*Problem set*
[1] Duplicate part of the art exhibit description below, starting at the words "Vulnerable, sensual, contemplative" and stopping after the words "dilineate, a circle.".
[2] From the records below, pull out every line that contains the string "ground". Matching is case-sensitive.

*Supplied passage*
__________________________________________________

Vulnerable, sensual, contemplative images magically glow from a slanted light source that dramatically emphasizes shadow. The images frequently take on human emotional states of interdependence, loneliness, love, vulnerability and grandeur. They also powerfully represent the triumph of beauty. Alfs art hints at an enormous amount of time spent observing detail that is translated into poetic levels of meaning.
The current exhibit, titled Birdland, presents new paintings, photography, and a movie (or the same title). The group of four paintings stands apart from the rest of the work in the show, consisting of red color fields, each containing thick dabs of red paint that intimate, but dont dilineate, a circle.

__________________________________________________

*Record list*
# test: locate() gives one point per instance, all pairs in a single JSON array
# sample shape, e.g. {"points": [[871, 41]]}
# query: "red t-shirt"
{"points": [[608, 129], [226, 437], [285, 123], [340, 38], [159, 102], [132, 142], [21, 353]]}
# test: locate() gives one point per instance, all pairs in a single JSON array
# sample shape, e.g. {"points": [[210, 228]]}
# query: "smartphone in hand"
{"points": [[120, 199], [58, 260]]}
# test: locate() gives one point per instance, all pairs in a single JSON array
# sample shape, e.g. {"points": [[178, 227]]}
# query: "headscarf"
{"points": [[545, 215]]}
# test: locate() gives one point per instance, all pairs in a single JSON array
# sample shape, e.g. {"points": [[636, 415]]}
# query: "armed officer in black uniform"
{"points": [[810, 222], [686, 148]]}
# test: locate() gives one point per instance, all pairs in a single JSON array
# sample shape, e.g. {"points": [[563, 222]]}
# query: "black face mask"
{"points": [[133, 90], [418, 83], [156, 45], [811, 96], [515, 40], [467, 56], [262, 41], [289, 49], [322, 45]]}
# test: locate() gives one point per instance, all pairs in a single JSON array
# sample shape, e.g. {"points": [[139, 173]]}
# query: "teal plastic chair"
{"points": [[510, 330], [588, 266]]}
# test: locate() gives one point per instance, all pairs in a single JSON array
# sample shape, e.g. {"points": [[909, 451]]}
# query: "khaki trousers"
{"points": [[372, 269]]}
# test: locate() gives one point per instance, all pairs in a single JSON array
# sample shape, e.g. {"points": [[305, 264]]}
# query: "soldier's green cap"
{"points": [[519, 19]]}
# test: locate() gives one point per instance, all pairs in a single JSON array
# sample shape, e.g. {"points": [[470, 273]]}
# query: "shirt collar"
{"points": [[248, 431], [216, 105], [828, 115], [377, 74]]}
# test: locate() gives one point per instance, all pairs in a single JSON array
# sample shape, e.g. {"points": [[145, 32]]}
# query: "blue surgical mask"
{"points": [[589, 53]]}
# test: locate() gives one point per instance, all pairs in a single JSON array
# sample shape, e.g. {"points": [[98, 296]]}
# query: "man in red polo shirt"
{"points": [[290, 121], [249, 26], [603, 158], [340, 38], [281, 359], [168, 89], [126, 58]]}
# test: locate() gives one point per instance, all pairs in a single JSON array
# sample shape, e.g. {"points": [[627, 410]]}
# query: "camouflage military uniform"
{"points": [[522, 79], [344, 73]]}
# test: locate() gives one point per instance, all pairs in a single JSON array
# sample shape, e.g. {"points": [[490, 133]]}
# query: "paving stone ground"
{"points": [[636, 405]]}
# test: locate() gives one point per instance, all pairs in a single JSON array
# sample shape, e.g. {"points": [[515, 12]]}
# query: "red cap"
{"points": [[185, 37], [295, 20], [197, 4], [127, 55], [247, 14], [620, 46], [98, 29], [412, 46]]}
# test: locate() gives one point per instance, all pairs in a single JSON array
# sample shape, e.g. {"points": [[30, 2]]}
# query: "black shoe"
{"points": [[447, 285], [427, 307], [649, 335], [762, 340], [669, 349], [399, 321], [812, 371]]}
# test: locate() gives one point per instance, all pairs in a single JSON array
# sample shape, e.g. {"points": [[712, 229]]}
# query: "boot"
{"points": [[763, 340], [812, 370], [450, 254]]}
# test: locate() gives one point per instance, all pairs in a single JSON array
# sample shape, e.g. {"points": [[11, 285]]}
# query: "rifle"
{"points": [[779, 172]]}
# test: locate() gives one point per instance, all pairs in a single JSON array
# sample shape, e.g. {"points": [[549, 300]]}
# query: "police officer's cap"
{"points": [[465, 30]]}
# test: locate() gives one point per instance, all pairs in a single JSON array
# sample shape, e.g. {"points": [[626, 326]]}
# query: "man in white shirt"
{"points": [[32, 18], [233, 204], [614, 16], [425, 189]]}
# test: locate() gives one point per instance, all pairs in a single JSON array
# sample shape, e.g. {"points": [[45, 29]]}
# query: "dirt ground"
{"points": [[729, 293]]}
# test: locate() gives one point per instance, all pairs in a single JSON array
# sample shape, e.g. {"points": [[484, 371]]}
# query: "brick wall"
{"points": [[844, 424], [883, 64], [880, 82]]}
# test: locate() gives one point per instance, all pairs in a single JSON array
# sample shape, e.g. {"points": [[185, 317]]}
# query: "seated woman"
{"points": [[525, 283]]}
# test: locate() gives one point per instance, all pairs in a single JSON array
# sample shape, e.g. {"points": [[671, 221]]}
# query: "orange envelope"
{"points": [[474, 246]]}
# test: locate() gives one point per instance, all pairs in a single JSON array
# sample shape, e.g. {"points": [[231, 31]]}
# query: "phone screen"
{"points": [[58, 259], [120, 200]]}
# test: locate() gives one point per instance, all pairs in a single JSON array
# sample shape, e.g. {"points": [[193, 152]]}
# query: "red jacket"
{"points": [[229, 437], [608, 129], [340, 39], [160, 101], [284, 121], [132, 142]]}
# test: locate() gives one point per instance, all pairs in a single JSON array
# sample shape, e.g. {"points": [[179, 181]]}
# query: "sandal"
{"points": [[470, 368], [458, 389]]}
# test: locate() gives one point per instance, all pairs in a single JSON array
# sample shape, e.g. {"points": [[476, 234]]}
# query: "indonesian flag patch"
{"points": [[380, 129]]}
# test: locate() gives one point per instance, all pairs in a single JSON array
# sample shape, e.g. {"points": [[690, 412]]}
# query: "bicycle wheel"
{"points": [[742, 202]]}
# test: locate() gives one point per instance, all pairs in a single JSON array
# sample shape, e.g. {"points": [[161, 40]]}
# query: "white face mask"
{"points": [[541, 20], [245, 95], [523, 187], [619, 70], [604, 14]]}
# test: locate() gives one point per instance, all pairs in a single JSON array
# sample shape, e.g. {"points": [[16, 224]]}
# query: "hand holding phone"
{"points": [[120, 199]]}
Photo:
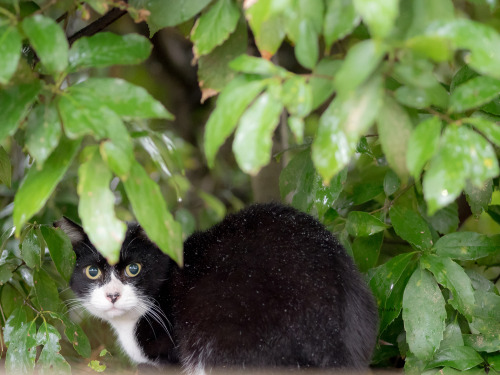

__________________________________________________

*Task responses*
[1]
Vulnerable, sensual, contemplative images magically glow from a slanted light source that dramatically emphasizes shadow. The images frequently take on human emotional states of interdependence, loneliness, love, vulnerability and grandeur. They also powerfully represent the triumph of beauty. Alfs art hints at an enormous amount of time spent observing detail that is translated into poetic levels of meaning.
The current exhibit, titled Birdland, presents new paintings, photography, and a movie (or the same title). The group of four paintings stands apart from the rest of the work in the show, consisting of red color fields, each containing thick dabs of red paint that intimate, but dont dilineate, a circle.

[2]
# query: "paving stone ground"
# query: "dirt ground"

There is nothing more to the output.